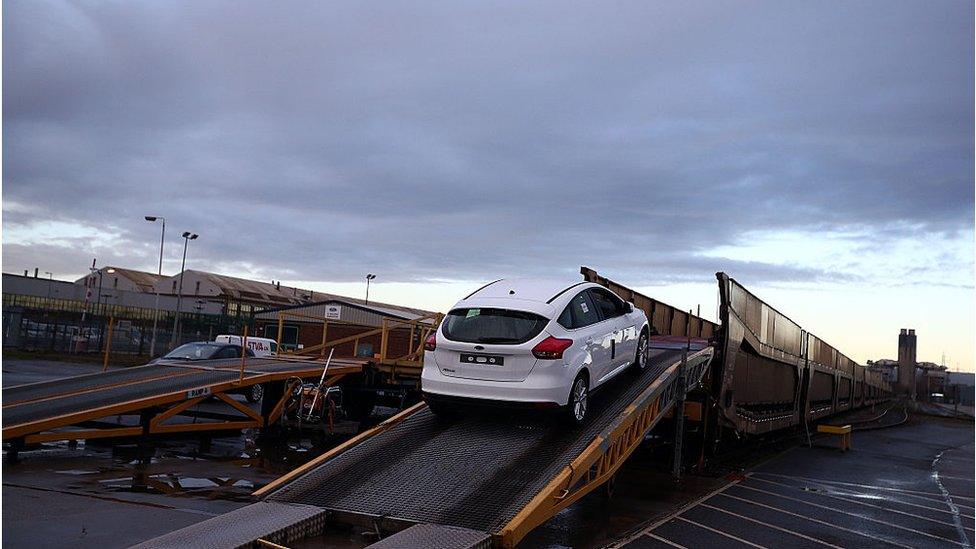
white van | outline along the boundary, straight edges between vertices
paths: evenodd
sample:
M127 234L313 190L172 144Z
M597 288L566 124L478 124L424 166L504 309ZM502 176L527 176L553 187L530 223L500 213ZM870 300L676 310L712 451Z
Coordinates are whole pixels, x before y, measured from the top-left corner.
M239 335L219 335L214 338L218 343L241 344ZM254 356L278 356L278 342L267 337L248 337L247 347L254 352Z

★ ★ ★ ★ ★

Task requirements »
Without the pictures, write out the whole listing above exactly as it appears.

Response to the task »
white van | outline along the boundary, straight edges between vertices
paths: evenodd
sample:
M127 234L313 190L172 144Z
M597 288L566 124L478 124L424 166L504 309ZM502 176L527 176L553 187L530 223L500 213ZM870 300L676 310L712 451Z
Coordinates are whole pixels, x before y, measured from the top-left corner.
M239 335L219 335L214 338L218 343L241 344ZM254 356L278 356L278 342L267 337L248 337L247 347L254 352Z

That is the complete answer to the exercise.